-- TEXTO --
%%
O Conselho Parlamentar pela Cultura de Paz (ConPAZ) lançou nesta terça-feira, 15/8, no auditório Teotônio Vilela da Assembléia Legislativa sua "Carta Aberta aos Candidatos às Eleições de 2006", documento que reafirma alguns dos compromissos a serem assumidos para a construção de uma sociedade não-violenta.

Durante o evento, a professora Lia Diskin, coordenadora do Comitê Paulista para a Década da Cultura de Paz, realizou uma conferência sobre o tema "Paz, Para Quê?", discutindo a contribuição que pode ser dada ao aperfeiçoamento da democracia pela cultura de paz "como algo transversal a todos os saberes e fazeres". Segundo ela, a simples escolha de um representante não cria uma cidadania ativa. "É preciso analisar o passado dos candidatos. Redigir programas e colocá-los na mídia é simples. É necessário ver os compromissos que o candidato assumiu como cidadão antes de ingressar no mundo da política", ressaltou.

Formada em jornalismo, especializada em crítica literária e detentora de diploma concedido pela Unesco em reconhecimento a suas atividades em favor da cultura de paz, Lia concedeu entrevista ao "Diário da Assembléia".

Qual é a abordagem fundamental da palestra "Paz, Para Quê?"

Lia Diskin: A abordagem fundamental é, primeiro, conceituar o que é paz. Ficou um conceito muito pobre para nós, apenas como ausência de guerra, entendendo-se que o oposto de paz é guerra. O oposto de paz é violência. Guerra é a exacerbação última de um estado de violência, um estado de absoluto descontrole. A partir daí, resgatamos tudo o que a Unesco vem construindo na proposta de uma cultura de paz como fundamento pedagógico, cívico, e para as políticas públicas. A cultura de paz pode ser trabalhada transversalmente em todo e qualquer setor da atividade política, entendendo-se como política aquilo que vai gerenciar o bem-comum, o espaço público. Cultura de paz é, fundamentalmente, mudar o foco da arena onde os inimigos mediam suas forças para a ágora, o espaço onde podemos dialogar, nos conhecer e entender além das posições, das culturas...

E a exclusão é considerada uma forma de violência?

Lia Diskin: Sem sombra de dúvida, a exclusão é violência. O que é o excluído? Via de regra, é aquele que não tem as mesmas condições ou a mesma natureza, seja a cor de pele ou a cultura dos grupos dominantes. Nesse sentido, o etnocentrismo que terminou nos impondo a Europa branca foi extremamente excludente, porque criou um padrão de comportamento e de cultura que foi assumido como sendo superior a todos os outros padrões que passam em torno.

Diz-se popularmente que o brasileiro é um povo amistoso, avesso à violência, que não é preconceituoso. Isso é verdade?
%%
-- SOBRE A TAREFA --
Reproduza, no texto sobre a carta aberta do ConPAZ, o trecho que vai de "E a exclusão" até "passam em torno.". Os registros constituem material à parte, independente do texto.

-- DADOS FORNECIDOS --
%%
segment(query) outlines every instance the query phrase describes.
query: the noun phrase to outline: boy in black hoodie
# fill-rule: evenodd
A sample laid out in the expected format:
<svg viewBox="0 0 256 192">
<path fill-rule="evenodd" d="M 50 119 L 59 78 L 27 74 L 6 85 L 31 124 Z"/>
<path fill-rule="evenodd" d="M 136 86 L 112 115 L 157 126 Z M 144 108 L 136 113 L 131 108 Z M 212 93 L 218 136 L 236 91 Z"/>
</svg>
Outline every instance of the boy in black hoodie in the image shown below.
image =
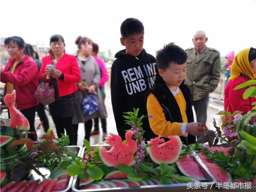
%%
-- RESPOSTA AO EXERCÍCIO --
E a exclusão é considerada uma forma de violência?

Lia Diskin: Sem sombra de dúvida, a exclusão é violência. O que é o excluído? Via de regra, é aquele que não tem as mesmas condições ou a mesma natureza, seja a cor de pele ou a cultura dos grupos dominantes. Nesse sentido, o etnocentrismo que terminou nos impondo a Europa branca foi extremamente excludente, porque criou um padrão de comportamento e de cultura que foi assumido como sendo superior a todos os outros padrões que passam em torno.